# [Selected passage]
***

This is because: i) gas prices are more uncertain so DESNZ projections have a much larger range between high and low scenarios; ii) wholesale costs are a slightly bigger share of household gas prices; and iii) more units of gas are used for heating than units of electricity.
Technological improvements in the efficiency of heat pumps add relatively small savings in our scenarios. The optimistic scenario in which average efficiency increases from 3.0 to 3.3 saves households on average £70 (range of £40–140) a year with reference electricity prices. The effect becomes even smaller with cheaper electricity. However, this reflects the relatively modest increases in efficiency we tested. Greater increases, such as raising the SCOP of a typical heat pump to 4.0, would have a larger impact.
Subsidies and loans will influence upfront costs more than general cost reductions
- We considered two options for how the market price of heat pumps might change, both based on our earlier analysis: How to reduce the cost of heat pumps. Our default assumption is that prices will fall by around 2.5% per year.
- If heat pump prices drop by 4.5% each year then the heat pump lifetime costs would fall by a further £130 on average, relative to the baseline scenario (£110–£160).
Government subsidies have a big impact on price parity, reducing the cost for all households by a flat amount. Adding a £5,000 subsidy (used in the ‘High subsidy’ scenario) lowers the annual cost of heat pumps for all households by £480 a year compared to baseline. This saving gets higher if interest rates rise, and lower if interest rates fall; the saving would be £333 per year at 0% interest rates.
The interest rates for heat pump finance also have a significant effect on the relative total costs. Heat pumps purchased either with cash, or with a 0% interest rate loan would be £290 per year cheaper on average (£240–£360) than those bought using the 5% rate loan used in our model. But when we deduct a subsidy (say £5,000), the effect of 0% interest rates is much smaller in absolute terms – £150 on average (£90–£210).
The interest rates on finance for any low-carbon heating measures will affect the total investment requirements of the heat transition. If we assume for simplicity that other types of low-carbon heating (heat networks, networked heat pumps, ground-source heat pumps) will have costs comparable to air-source heat pumps per household and assuming the baseline future price trajectory (2.5% annual drop), the total capital cost of investing in low-carbon heat between 2025 and 2035 could be around £100bn before any interest. Each one percentage point rise in the interest rate increases costs by roughly £9bn (Figure 14).
Figure 14
This chart depicts how the total cost of low-carbon heat installations from 2025 to 2035 would change under different interest rates. The total capex is based on targets set by the CCC's Sixth Carbon Budget and includes all low-carbon domestic heating excluding direct electric. Starting at £96bn at a 0% interest rate, the cost escalates progressively to £103bn at 1%, £111bn at 2%, continuing to increase through £120bn at 3%, £129bn at 4%, £138bn at 5%, £148bn at 6%, £157bn at 7%, £167bn at 8%, £178bn at 9%, and peaks at £188bn at a 10% interest rate. The trend line is a smooth, upward curve, illustrating the significant impact of rising interest rates on the total cost of installations.

***

# [Directions]
[1] Quote the heat pump cost passage from "This is because: i)" down to "a larger impact.".
[2] Extend the heat pump cost passage, picking up after its final sentence.
The listing is separate material that is not part of the heat pump cost passage.

# [Stored data]
***

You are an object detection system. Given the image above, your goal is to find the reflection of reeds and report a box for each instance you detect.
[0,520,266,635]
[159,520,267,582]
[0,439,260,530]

***

# [The answers]
[1]
This is because: i) gas prices are more uncertain so DESNZ projections have a much larger range between high and low scenarios; ii) wholesale costs are a slightly bigger share of household gas prices; and iii) more units of gas are used for heating than units of electricity.
Technological improvements in the efficiency of heat pumps add relatively small savings in our scenarios. The optimistic scenario in which average efficiency increases from 3.0 to 3.3 saves households on average £70 (range of £40–140) a year with reference electricity prices. The effect becomes even smaller with cheaper electricity. However, this reflects the relatively modest increases in efficiency we tested. Greater increases, such as raising the SCOP of a typical heat pump to 4.0, would have a larger impact.

[2]
The costs of installation vary between homes of a similar size and age
Throughout the analysis we have relied on a single cost of installation per home archetype. But in reality, heat pump prices vary substantially even within a single archetype. For example, the median installation cost for the most common archetype (semi-detached, terraced houses and maisonettes built post-1950) was £11,870 in 2023, but 20% of households in this archetype paid less than £9,800 while 20% of households paid more than £14,500. This largely reflects differences in what individual homes require to install a heat pump; particularly whether they need wider upgrades to their heating systems (including new radiators, hot water tanks or fabric insulation).
Considering how subtle the differences in costs between gas boilers and heat pumps are in our scenarios, it is important to note that even when the average home saves money on a heat pump, there will likely be a significant portion of homes that are either much better off or slightly worse off due to these variations in installation costs. Figure 15 shows one example of this effect, using our ‘High innovation’ scenario. While the majority of households in 2030 will save money installing a heat pump, those at the upper end of install cost requirements (roughly the top 30% of households in each archetype) may need to pay slightly more than for a gas boiler. Equally, a significant proportion of households will be significantly better off installing a heat pump.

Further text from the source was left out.